▸ **TASK DESCRIPTION**
In the chapter summary, what happened to many men on the march to Donelson after they threw away their coats and blankets?

** start EXCERPT TO READ **

Chapter 4
The action is taken up once again in February 1862, which sees two victories for the North under the leadership of General Ulysses S. Grant: Fort Henry in Tennessee and Fort Donelson. Grant becomes a popular hero. The Creightons worry about Tom and Eb, but soon receive a letter from Tom saying that though they took part in the fighting at both battles, they are fine. However, he adds that on their way to Donelson, many men threw away their coats and blankets as they were too heavy to carry, and subsequently froze to death in the snow.
Ellen listens as Jethro reads out the letter. In sad mood, she sends Jethro to Shadrach’s with Tom’s letter, giving him permission to stay overnight. She asks Jethro to invite Shadrach to supper the following evening, as he and Jenny do not have much time left together.
Jethro talks with Jenny, who is upset that her father will not let her marry Shadrach before he leaves for the war. She knows that her mother would permit it.
Jethro walks the mile-long journey to Shadrach’s log cabin adjoining the schoolroom. While it had been customary for teachers to board with one family after another, Shadrach had protested against the lack of privacy, and Matt had allowed him to cut trees from his own land to build the annex. Shadrach welcomes Jethro and they talk about Shadrach’s desire to marry Jenny. Shardrach says he would normally be happy to wait, but the war means that he may have to leave her for a long time, and that makes him panic.
Jethro and Shadrach talk about the two recent victories for the North. Jethro thinks they mean that the war may soon be over, but Shadrach says that this is not the case. Shadrach reads Tom’s letter and then explains the North’s strategy to cut off supplies to the South. They talk about the President, whose young son has recently died. Jethro respects Lincoln, though many despise him as the “ugly, ignorant, backwoods Lincoln” (p. 59). They also discuss Bill’s decision to join the South. Shadrach defends Bill by pointing out that he only did what he thought was right, and that his action took courage.
Shadrach tells Jethro that when he returns from the war, Jethro will live with him and Jenny and go to school and perhaps university. Shadrach plans to leave his books with Jethro when he is away at the war.
Shadrach and Jethro eat supper, sing songs, and go to bed.
Chapter 5
Ellen has a bad headache, as she is addicted to coffee but by late March 1862, the war has pushed up the price so much that she cannot justify the expense. Matt is so concerned that he sends Jethro to Nancy’s to borrow some coffee.

** end EXCERPT TO READ **
** start EXTRACTED MATERIAL **

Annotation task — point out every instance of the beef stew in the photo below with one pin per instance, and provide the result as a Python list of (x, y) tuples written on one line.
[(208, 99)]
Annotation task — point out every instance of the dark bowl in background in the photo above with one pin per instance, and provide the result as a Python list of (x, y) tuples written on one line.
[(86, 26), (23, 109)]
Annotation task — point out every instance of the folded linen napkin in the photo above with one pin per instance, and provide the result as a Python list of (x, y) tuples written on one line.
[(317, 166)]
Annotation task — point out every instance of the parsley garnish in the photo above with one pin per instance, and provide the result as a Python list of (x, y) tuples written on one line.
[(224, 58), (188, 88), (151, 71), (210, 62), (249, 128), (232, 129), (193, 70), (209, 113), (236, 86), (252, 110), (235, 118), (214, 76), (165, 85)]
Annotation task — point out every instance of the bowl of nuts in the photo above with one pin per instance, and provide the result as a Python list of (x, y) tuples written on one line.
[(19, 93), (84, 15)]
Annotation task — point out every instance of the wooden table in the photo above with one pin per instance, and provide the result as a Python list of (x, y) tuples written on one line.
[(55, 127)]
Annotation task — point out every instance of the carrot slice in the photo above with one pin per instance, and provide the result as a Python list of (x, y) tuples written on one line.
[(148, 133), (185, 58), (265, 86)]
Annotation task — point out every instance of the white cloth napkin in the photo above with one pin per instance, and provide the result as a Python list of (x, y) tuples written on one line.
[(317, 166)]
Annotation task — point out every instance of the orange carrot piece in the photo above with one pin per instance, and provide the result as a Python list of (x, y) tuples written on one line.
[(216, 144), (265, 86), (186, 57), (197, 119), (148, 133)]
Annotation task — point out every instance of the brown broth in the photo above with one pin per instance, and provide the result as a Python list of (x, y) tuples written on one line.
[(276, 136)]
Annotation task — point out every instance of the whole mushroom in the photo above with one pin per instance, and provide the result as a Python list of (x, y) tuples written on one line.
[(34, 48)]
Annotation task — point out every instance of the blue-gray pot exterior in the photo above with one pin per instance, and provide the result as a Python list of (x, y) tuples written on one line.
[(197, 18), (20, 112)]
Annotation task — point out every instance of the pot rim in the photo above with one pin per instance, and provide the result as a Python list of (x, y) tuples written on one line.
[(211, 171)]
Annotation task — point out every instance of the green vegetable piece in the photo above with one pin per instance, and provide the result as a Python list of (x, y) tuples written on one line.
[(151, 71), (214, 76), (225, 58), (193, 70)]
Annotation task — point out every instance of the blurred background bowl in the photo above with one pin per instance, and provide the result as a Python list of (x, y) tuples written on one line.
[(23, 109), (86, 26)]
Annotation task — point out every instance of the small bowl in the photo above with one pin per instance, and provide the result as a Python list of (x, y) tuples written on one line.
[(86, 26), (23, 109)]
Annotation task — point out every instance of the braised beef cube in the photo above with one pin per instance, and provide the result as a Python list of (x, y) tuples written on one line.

** end EXTRACTED MATERIAL **

▸ **RESULT FOR THIS EXERCISE**
They froze to death in the snow.